— Begin Data supplied —

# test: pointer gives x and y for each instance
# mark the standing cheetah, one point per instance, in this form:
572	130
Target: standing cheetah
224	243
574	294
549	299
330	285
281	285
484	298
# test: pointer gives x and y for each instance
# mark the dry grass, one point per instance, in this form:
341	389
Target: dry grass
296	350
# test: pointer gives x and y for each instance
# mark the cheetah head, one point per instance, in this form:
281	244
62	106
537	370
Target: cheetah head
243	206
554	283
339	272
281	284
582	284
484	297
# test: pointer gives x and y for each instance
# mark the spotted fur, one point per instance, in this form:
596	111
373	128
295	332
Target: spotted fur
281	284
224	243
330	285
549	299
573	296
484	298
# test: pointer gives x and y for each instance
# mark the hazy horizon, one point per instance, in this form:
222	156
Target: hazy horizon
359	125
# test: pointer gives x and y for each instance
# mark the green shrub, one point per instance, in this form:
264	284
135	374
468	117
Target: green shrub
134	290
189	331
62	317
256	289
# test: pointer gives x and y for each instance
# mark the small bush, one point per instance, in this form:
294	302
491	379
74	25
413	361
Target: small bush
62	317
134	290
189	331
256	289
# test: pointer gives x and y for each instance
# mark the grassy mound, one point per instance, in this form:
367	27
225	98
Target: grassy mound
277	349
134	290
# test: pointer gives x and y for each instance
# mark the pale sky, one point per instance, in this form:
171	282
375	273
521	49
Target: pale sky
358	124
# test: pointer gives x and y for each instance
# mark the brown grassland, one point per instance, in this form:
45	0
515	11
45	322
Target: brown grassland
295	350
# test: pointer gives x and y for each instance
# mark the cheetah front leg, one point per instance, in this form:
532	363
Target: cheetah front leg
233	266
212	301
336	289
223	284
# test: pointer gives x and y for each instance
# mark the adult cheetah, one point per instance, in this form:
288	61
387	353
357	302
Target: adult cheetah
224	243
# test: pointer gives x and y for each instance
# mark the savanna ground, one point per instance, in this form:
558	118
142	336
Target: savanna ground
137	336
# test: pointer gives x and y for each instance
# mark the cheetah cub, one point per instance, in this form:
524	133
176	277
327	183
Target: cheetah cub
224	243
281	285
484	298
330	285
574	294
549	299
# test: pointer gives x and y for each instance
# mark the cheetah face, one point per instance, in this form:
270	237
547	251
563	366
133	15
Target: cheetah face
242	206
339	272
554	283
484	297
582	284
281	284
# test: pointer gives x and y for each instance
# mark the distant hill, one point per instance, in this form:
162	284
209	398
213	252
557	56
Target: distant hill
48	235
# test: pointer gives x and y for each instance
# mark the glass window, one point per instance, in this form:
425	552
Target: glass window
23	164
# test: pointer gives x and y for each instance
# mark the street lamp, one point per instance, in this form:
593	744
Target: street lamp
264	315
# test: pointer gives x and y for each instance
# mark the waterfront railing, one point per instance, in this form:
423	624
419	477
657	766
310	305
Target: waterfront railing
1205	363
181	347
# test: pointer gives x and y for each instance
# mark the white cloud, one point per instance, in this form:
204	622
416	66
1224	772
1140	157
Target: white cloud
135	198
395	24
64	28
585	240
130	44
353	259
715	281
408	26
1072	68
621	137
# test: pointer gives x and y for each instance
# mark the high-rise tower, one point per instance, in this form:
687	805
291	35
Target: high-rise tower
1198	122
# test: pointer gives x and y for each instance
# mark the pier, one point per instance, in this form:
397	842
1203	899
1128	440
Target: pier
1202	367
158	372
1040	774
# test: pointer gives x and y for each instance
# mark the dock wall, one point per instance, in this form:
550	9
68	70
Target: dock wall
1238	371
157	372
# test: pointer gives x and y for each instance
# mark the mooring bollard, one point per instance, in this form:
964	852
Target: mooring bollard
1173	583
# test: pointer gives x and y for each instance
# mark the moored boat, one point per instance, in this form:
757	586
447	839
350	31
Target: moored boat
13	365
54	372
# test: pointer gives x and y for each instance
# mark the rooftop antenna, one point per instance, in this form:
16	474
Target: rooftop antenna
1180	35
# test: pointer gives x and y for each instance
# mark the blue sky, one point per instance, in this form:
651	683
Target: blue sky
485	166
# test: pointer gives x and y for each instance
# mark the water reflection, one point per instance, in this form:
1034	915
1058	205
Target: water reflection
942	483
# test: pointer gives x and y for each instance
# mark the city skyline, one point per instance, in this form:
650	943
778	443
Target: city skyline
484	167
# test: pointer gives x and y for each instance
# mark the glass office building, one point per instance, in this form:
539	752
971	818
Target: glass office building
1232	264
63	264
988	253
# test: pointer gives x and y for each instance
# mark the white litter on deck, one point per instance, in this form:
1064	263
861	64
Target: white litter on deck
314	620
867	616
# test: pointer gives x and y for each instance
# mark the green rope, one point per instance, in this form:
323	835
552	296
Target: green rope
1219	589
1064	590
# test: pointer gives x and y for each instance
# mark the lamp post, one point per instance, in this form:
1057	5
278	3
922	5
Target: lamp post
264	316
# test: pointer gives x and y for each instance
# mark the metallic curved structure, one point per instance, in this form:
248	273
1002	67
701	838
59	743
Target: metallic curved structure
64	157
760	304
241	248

— End Data supplied —

▶ [Task prompt]:
Show every line in the entries above that contains the string "horizon".

▶ [Written solution]:
# mark the hazy horizon, one point per instance, in this form:
Target: hazy horizon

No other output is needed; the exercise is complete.